(Entries taken from a collection)
· · · · · · ·

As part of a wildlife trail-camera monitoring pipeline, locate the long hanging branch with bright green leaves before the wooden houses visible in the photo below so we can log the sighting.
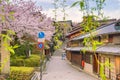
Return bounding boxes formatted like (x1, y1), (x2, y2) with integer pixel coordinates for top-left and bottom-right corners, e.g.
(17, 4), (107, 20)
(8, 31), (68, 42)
(71, 0), (111, 80)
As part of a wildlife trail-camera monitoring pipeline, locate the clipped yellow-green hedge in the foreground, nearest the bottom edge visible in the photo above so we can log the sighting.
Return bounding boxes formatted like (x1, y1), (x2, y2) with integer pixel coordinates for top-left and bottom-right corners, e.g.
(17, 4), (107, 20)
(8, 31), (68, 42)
(8, 67), (34, 80)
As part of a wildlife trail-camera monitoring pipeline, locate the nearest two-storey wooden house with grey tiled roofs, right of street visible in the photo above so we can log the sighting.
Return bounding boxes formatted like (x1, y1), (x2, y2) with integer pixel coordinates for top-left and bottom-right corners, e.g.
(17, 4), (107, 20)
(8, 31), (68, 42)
(66, 18), (120, 80)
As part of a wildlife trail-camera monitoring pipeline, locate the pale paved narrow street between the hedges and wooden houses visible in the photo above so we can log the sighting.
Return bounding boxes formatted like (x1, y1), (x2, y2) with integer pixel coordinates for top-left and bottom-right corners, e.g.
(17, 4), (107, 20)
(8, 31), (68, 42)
(43, 49), (98, 80)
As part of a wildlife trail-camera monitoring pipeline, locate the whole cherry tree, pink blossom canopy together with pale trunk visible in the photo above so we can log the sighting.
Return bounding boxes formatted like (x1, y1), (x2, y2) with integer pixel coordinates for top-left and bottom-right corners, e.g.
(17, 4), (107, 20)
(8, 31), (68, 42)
(0, 0), (54, 74)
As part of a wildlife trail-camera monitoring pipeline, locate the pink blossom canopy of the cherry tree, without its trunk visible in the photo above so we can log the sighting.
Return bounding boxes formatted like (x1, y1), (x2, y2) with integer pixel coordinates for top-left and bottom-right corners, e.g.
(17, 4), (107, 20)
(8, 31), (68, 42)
(0, 0), (54, 40)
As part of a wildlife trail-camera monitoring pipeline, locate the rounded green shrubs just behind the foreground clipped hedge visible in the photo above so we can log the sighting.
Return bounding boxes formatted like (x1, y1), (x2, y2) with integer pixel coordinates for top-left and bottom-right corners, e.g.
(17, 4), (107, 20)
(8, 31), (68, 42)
(11, 55), (40, 67)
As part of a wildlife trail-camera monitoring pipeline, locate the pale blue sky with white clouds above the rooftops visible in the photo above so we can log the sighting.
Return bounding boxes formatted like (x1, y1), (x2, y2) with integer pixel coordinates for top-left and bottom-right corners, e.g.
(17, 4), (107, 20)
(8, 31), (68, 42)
(30, 0), (120, 22)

· · · · · · ·

> _WHAT YOU ARE ASKED TO DO_
Each line of the data above should be reproduced without alteration, and no picture should appear in the copy.

> _ANSWER AREA_
As part of a wildlife trail-camera monitoring pipeline, locate the long hanging branch with bright green leaves before the wooden houses visible in the photo below so we can log the sighting.
Return bounding boxes formatted like (x1, y1), (x2, y2) with integer pixel coordinates for top-left and bottom-right corners, e.g.
(17, 4), (107, 20)
(8, 31), (68, 42)
(71, 0), (111, 80)
As part of a wildlife trail-camera monitoring pipeline, locate the clipped yellow-green hedge in the foreground, nearest the bottom edge visible in the photo above so we can log the sighting.
Return bounding boxes formatted like (x1, y1), (x2, y2) with integer pixel coordinates for top-left and bottom-right corners, e.g.
(17, 4), (107, 20)
(8, 31), (68, 42)
(8, 67), (34, 80)
As part of a wildlife trail-camera monitoring pipeline, locate the nearest two-storey wooden house with grey tiled roofs, right of street visible in the photo above so we can log the sighting.
Return bounding boxes formatted like (x1, y1), (x2, y2) with integer pixel coordinates for top-left and bottom-right corners, e.g.
(17, 4), (107, 20)
(8, 31), (68, 42)
(66, 18), (120, 80)
As part of a wildlife trail-camera monitoring pipeline, locate the pale paved narrow street between the hedges and wooden houses visible in the photo above so we can log the sighting.
Return bounding boxes formatted like (x1, y1), (x2, y2) with integer pixel coordinates for top-left and bottom-right corners, e.g.
(17, 4), (107, 20)
(8, 31), (68, 42)
(43, 49), (98, 80)
As part of a wildlife trail-camera monitoring pipeline, locate the whole cherry tree, pink blossom canopy together with pale trunk visible in the photo above so we can log the sighting.
Return bounding boxes formatted like (x1, y1), (x2, y2) with integer pixel coordinates for top-left and bottom-right corners, e.g.
(17, 4), (107, 20)
(8, 31), (68, 42)
(0, 0), (54, 74)
As part of a wildlife trail-camera monitoring pipeline, locate the pink blossom canopy of the cherry tree, without its trunk visible in the photo above so we can log the sighting.
Return bounding boxes formatted like (x1, y1), (x2, y2) with integer pixel coordinates for top-left and bottom-right corners, e.g.
(17, 4), (107, 20)
(8, 31), (68, 42)
(0, 0), (54, 40)
As part of a wildlife trail-camera monitoring pipeline, locate the rounded green shrubs just behind the foreground clipped hedge visible in the photo above so we can log the sighting.
Return bounding boxes formatted like (x1, y1), (x2, y2) with integer pixel coordinates for top-left and bottom-right corners, e.g.
(17, 4), (107, 20)
(8, 31), (68, 42)
(11, 55), (40, 67)
As part of a wildlife trail-camera monitoring pipeline, locate the pale blue sky with white clouds above the rooftops visible in the photo above so we can log the sighting.
Return bounding boxes formatted like (x1, y1), (x2, y2) with integer pixel coordinates for top-left and bottom-right corners, e.g.
(17, 4), (107, 20)
(8, 31), (68, 42)
(30, 0), (120, 22)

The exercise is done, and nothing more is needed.